• [Required work]:
Only the number is needed: the count of lines in the records with the word "above".

Point-per-instance localization data:
——————

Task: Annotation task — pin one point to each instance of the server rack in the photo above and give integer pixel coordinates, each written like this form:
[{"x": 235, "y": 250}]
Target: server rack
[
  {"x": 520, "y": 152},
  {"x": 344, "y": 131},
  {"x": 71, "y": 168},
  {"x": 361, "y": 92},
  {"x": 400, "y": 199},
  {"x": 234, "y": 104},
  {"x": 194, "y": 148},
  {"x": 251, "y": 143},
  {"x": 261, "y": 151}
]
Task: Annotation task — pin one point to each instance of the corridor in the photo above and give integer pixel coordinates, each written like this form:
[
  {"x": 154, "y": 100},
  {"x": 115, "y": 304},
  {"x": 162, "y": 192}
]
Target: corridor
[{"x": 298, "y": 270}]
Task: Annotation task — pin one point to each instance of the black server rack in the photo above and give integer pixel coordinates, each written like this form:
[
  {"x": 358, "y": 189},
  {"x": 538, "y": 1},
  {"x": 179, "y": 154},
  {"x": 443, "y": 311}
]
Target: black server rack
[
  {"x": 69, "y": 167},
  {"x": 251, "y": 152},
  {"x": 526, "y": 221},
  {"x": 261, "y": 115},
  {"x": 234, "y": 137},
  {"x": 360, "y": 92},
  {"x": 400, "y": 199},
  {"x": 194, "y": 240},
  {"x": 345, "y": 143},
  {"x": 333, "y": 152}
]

——————

• [Result below]:
3